Exercises:
1. In the post about Acceptance and Commitment Therapy, rewrite the passage from "With that out" up to and including "increasing thoughtful insight).", replacing "essay" with "article".
2. According to the post about Acceptance and Commitment Therapy, what is the technical name of the theory behind ACT?
3. Extend the post about Acceptance and Commitment Therapy, starting right after its last sentence.

Page excerpt:

-----

Both here and on my primary site, I’ve covered Acceptance and Commitment Therapy (ACT) several times. The ACT method has helped me find peace of mind that exceeds what I was able to achieve using other therapies.

It seems like a worthy topic for that reason, but I should emphasize that my perspective is that of an informed layperson, not a psychotherapist. Consider this a disclaimer: these blog posts cannot be used as guides to adopting ACT behavioral techniques. My goal is merely to advertise the power of the therapy. Interested readers should consult authoritative books and professionals.

With that out of the way, I’d like to return to my last post, which attempted to illustrate some ACT concepts through the vehicle of my own hangups following my mother’s death.

As I look back at that essay, I see it covers a lot of ground. Single sentences gloss over topics that take up entire chapters in ACT texts. For the sake of clarity, it’s worth dissecting the key points a bit further.

The last post starts by pointing out how ACT emphasizes the interaction between thoughts, feelings, and behavior. Of course, all psychotherapies do this to some extent. Psychodynamic approaches aim to reduce undesired feelings and behaviors by illuminating the connection between childhood experiences and adult neuroses (i.e., by increasing thoughtful insight).

Cognitive Behavioral Therapy (CBT) redirects negative thinking and ineffective actions through empirical testing; unpleasant feelings are expected to abate with accurate thoughts and behavioral activation. Because ACT is still a form of “talk therapy,” it isn’t using a radically new approach, but its theoretical underpinnings are distinct from those of traditional methods.

According to ACT and the theory behind it (technically called Relational Frame Theory, or RFT), verbal thought must be engaged in therapy, but it is actually a root problem in human dysphoria. Although I just read a book about RFT, it remains a bit baffling to me. So I won’t attempt to explain it in detail. Briefly, however, the idea is that we construct verbal rules and follow them habitually despite the fact that they limit our lives.

-----

Dataset extract:
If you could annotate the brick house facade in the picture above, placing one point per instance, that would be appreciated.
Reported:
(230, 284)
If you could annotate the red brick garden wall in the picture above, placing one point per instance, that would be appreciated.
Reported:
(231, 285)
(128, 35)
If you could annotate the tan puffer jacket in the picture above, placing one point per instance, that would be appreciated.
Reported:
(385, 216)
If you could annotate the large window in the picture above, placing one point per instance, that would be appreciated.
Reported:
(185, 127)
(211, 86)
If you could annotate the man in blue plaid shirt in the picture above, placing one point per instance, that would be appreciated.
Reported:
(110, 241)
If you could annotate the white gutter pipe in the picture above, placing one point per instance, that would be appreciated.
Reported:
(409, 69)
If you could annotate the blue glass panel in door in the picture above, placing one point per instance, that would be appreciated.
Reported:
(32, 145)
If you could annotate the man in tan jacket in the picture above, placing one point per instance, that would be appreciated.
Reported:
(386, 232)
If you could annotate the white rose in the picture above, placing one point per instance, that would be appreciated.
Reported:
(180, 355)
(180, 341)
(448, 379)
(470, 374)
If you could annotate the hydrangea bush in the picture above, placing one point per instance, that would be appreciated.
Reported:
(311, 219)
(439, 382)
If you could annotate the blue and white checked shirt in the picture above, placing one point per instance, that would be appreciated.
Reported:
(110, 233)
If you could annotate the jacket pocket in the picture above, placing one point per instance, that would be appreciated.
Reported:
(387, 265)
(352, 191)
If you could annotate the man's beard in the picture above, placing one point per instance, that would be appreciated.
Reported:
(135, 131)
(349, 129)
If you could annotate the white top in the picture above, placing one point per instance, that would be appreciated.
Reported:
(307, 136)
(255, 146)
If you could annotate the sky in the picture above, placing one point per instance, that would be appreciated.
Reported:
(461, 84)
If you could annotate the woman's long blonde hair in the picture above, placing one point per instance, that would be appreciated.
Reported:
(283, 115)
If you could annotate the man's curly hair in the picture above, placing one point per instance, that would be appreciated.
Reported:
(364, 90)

-----

Outputs in order:
1.
With that out of the way, I’d like to return to my last post, which attempted to illustrate some ACT concepts through the vehicle of my own hangups following my mother’s death.

As I look back at that article, I see it covers a lot of ground. Single sentences gloss over topics that take up entire chapters in ACT texts. For the sake of clarity, it’s worth dissecting the key points a bit further.

The last post starts by pointing out how ACT emphasizes the interaction between thoughts, feelings, and behavior. Of course, all psychotherapies do this to some extent. Psychodynamic approaches aim to reduce undesired feelings and behaviors by illuminating the connection between childhood experiences and adult neuroses (i.e., by increasing thoughtful insight).

2. Relational Frame Theory, or RFT.

3.
One common rule many of us obey is this: if something makes me uncomfortable, I should avoid it. This doctrine promises to relieve discomfort by taking us away from its source. To the uninitiated, it sounds quite reasonable, which is why it’s so widely adopted. In the natural world, animals survive by staying away (for instance) from foods that make them sick and places frequented by predators.

But what if getting close to other people makes you feel nervous and insecure? The rule says: stay away from relationships. Unfortunately, if followed consistently, this practice fosters fearfulness and isolation; it leads to a limited and lonely life. The rule fails to deliver on its promise of lessened discomfort. In fact, living disconnected from others will likely increase feelings of insecurity, so a policy of avoiding social situations results in the opposite of its intended effect.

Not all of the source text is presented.